Return the whole listing, keeping every character the same.

====

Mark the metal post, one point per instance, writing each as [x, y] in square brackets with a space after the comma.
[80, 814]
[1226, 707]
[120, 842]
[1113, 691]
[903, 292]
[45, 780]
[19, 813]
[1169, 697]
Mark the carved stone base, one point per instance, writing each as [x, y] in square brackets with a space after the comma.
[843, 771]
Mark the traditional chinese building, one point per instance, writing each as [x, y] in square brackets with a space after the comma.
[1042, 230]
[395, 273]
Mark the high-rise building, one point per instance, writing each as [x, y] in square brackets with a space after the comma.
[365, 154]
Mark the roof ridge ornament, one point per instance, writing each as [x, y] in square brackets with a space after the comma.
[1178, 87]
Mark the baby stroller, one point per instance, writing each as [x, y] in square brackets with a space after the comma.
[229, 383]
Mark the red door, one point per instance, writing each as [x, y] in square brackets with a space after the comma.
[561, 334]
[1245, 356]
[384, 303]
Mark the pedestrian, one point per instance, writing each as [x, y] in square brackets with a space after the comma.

====

__OUTPUT FOR THIS EXERCISE__:
Mark the metal post, one point per instance, writing each as [x, y] in square brackets with a space after the comma.
[80, 814]
[1226, 707]
[120, 842]
[1113, 691]
[903, 292]
[45, 780]
[19, 813]
[1169, 697]
Mark the carved stone base, one point per instance, writing each as [x, y] in square brackets with a space after the comma.
[843, 771]
Mark the traditional chinese building, one point per instance, writing each as [x, y] in square brackets with a space after the comma.
[1042, 230]
[395, 273]
Mark the high-rise building, one point per instance, writing each as [x, y] in square brackets with a space after the comma.
[365, 154]
Mark the roof ridge ornament, one point per instance, writing each as [x, y] in square brackets with a space after the comma.
[1178, 87]
Mark the baby stroller, one point per instance, writing each as [x, y] in square brackets with a space after the comma.
[229, 383]
Mark the red door, one point per instance, writing each as [x, y] in square brackets with a space after the comma.
[561, 334]
[1245, 356]
[384, 303]
Mark the pedestrian, one point per instance, writing each as [x, y] in square brackets with a space after the comma.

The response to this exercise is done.